--- begin Records provided ---

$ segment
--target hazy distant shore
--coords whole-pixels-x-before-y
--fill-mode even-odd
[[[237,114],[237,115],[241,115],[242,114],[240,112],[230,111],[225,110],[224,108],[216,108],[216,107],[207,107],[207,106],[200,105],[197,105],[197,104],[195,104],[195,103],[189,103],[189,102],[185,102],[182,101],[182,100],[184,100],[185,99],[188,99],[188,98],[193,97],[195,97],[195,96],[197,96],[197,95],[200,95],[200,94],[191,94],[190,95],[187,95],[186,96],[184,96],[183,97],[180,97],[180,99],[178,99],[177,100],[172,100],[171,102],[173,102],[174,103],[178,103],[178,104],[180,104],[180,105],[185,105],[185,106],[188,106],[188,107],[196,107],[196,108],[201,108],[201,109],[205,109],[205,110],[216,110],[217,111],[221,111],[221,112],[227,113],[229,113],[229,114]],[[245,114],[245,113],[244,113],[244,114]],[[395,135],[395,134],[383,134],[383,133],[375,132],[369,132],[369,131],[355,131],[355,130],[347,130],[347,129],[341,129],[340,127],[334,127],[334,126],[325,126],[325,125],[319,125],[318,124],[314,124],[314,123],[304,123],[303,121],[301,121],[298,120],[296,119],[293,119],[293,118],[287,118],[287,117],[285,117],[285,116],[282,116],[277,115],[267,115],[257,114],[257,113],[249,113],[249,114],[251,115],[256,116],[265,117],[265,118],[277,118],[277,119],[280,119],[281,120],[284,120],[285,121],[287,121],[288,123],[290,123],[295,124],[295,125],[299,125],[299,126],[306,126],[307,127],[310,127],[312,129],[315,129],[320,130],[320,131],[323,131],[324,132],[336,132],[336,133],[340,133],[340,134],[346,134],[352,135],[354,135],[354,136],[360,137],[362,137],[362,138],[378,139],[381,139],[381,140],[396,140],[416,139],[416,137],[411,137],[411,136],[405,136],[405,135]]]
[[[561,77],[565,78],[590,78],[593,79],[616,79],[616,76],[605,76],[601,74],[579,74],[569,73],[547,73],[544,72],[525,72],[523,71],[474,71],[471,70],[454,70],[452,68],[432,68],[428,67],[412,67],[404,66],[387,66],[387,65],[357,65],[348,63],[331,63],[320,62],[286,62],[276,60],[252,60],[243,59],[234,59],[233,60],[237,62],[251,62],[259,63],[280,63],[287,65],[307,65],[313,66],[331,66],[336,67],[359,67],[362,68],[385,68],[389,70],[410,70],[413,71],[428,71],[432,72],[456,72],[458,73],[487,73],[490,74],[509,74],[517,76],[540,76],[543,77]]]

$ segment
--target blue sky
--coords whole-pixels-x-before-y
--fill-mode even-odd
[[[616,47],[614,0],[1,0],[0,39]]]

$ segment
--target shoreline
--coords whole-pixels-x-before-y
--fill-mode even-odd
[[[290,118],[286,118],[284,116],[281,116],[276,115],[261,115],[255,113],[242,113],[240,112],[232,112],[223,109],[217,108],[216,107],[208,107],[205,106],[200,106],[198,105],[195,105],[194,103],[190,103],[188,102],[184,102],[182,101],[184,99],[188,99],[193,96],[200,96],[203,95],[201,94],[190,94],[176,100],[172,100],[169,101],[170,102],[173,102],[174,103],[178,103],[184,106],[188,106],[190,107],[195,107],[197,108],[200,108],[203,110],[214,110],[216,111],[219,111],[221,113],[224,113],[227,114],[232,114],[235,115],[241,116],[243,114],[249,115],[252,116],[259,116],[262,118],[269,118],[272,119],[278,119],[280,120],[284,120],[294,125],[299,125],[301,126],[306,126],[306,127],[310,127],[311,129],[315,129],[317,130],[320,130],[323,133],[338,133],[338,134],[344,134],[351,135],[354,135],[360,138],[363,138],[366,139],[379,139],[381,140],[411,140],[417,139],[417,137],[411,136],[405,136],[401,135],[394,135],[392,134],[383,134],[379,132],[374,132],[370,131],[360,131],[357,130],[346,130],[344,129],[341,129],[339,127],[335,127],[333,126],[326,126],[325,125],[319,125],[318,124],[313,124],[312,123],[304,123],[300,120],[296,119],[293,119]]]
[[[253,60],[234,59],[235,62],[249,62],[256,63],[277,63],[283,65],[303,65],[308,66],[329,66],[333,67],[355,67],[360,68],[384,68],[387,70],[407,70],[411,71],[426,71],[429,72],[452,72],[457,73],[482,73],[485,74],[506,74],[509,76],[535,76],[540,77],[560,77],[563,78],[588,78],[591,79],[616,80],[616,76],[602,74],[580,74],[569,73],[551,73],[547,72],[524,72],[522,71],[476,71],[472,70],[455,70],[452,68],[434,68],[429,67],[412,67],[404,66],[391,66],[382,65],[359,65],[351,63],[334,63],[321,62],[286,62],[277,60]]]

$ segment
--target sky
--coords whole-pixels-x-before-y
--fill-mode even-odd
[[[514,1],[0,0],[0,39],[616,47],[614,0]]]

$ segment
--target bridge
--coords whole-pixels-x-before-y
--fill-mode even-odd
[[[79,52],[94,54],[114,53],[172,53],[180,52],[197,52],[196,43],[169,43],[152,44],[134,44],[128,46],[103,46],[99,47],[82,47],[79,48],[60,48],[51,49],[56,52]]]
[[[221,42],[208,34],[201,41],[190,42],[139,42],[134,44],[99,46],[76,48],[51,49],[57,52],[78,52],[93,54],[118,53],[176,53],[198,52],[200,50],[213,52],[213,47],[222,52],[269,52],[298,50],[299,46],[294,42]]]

--- end Records provided ---

What you will do ::
Output the complete data exactly as written.

Task solution ::
$ segment
--target hazy distant shore
--coords whole-pixels-x-before-y
--fill-mode even-odd
[[[237,114],[237,115],[241,115],[242,114],[240,112],[230,111],[225,110],[224,108],[216,108],[216,107],[207,107],[207,106],[200,105],[197,105],[197,104],[195,104],[195,103],[189,103],[189,102],[185,102],[182,101],[182,100],[184,100],[185,99],[188,99],[188,98],[193,97],[195,97],[195,96],[197,96],[197,95],[200,95],[200,94],[191,94],[190,95],[187,95],[186,96],[184,96],[183,97],[180,97],[180,99],[178,99],[177,100],[172,100],[171,102],[173,102],[174,103],[178,103],[178,104],[180,104],[180,105],[185,105],[185,106],[188,106],[188,107],[196,107],[196,108],[201,108],[201,109],[205,109],[205,110],[216,110],[217,111],[221,111],[221,112],[227,113],[229,113],[229,114]],[[245,114],[245,113],[244,113],[244,114]],[[395,135],[395,134],[383,134],[383,133],[375,132],[369,132],[369,131],[355,131],[355,130],[347,130],[347,129],[341,129],[340,127],[334,127],[334,126],[325,126],[325,125],[319,125],[318,124],[314,124],[314,123],[304,123],[303,121],[301,121],[298,120],[296,119],[293,119],[293,118],[287,118],[287,117],[285,117],[285,116],[282,116],[277,115],[267,115],[257,114],[257,113],[249,113],[249,114],[251,115],[256,116],[265,117],[265,118],[277,118],[277,119],[280,119],[281,120],[284,120],[285,121],[287,121],[288,123],[290,123],[295,124],[295,125],[299,125],[299,126],[306,126],[307,127],[310,127],[312,129],[315,129],[320,130],[320,131],[323,131],[324,132],[336,132],[336,133],[340,133],[340,134],[346,134],[352,135],[354,135],[354,136],[360,137],[362,137],[362,138],[378,139],[381,139],[381,140],[396,140],[416,139],[416,137],[411,137],[411,136],[405,136],[405,135]]]
[[[561,77],[565,78],[590,78],[593,79],[616,79],[616,76],[605,76],[601,74],[579,74],[569,73],[547,73],[544,72],[525,72],[523,71],[474,71],[471,70],[454,70],[452,68],[432,68],[428,67],[412,67],[404,66],[387,66],[387,65],[357,65],[348,63],[331,63],[320,62],[286,62],[276,60],[252,60],[243,59],[234,59],[233,60],[237,62],[251,62],[259,63],[280,63],[287,65],[307,65],[313,66],[331,66],[336,67],[359,67],[362,68],[385,68],[389,70],[410,70],[413,71],[428,71],[432,72],[456,72],[458,73],[487,73],[490,74],[509,74],[517,76],[540,76],[543,77]]]

$ segment
--target blue sky
--coords whole-pixels-x-before-y
--fill-mode even-odd
[[[616,47],[614,0],[1,0],[0,39]]]

$ segment
--target shoreline
--coords whole-pixels-x-before-y
--fill-mode even-odd
[[[290,118],[286,118],[284,116],[281,116],[276,115],[261,115],[255,113],[242,113],[240,112],[232,112],[223,109],[217,108],[216,107],[208,107],[205,106],[200,106],[198,105],[195,105],[194,103],[190,103],[188,102],[184,102],[182,101],[184,99],[188,99],[193,96],[200,96],[203,95],[201,94],[190,94],[176,100],[172,100],[169,101],[170,102],[173,102],[174,103],[178,103],[184,106],[188,106],[190,107],[195,107],[197,108],[200,108],[203,110],[214,110],[216,111],[219,111],[221,113],[224,113],[227,114],[232,114],[235,115],[241,116],[243,114],[249,115],[252,116],[259,116],[262,118],[269,118],[272,119],[278,119],[280,120],[284,120],[294,125],[299,125],[301,126],[306,126],[306,127],[310,127],[311,129],[315,129],[317,130],[320,130],[323,133],[338,133],[338,134],[344,134],[351,135],[354,135],[360,138],[363,138],[366,139],[379,139],[381,140],[411,140],[417,139],[417,137],[411,136],[405,136],[401,135],[394,135],[392,134],[383,134],[379,132],[374,132],[370,131],[360,131],[357,130],[346,130],[344,129],[341,129],[339,127],[335,127],[333,126],[326,126],[325,125],[319,125],[318,124],[313,124],[312,123],[304,123],[300,120],[296,119],[293,119]]]
[[[253,60],[234,59],[235,62],[249,62],[256,63],[277,63],[283,65],[303,65],[308,66],[329,66],[333,67],[355,67],[360,68],[384,68],[387,70],[407,70],[411,71],[426,71],[429,72],[452,72],[457,73],[482,73],[485,74],[506,74],[509,76],[535,76],[540,77],[560,77],[563,78],[588,78],[591,79],[616,80],[616,76],[602,74],[580,74],[569,73],[551,73],[547,72],[524,72],[522,71],[476,71],[472,70],[455,70],[452,68],[434,68],[429,67],[412,67],[404,66],[391,66],[382,65],[359,65],[351,63],[334,63],[321,62],[286,62],[277,60]]]

$ segment
--target sky
--coords whole-pixels-x-before-y
--fill-mode even-odd
[[[514,1],[0,0],[0,39],[616,47],[614,0]]]

$ segment
--target bridge
--coords whole-pixels-x-before-y
--fill-mode even-odd
[[[79,52],[94,54],[114,53],[172,53],[180,52],[197,52],[196,43],[169,43],[152,44],[134,44],[128,46],[103,46],[99,47],[82,47],[79,48],[60,48],[51,49],[56,52]]]
[[[221,42],[208,34],[201,41],[190,42],[139,42],[134,44],[99,46],[76,48],[51,49],[57,52],[78,52],[93,54],[118,53],[176,53],[198,52],[200,50],[213,52],[213,47],[222,52],[269,52],[298,50],[299,46],[294,42]]]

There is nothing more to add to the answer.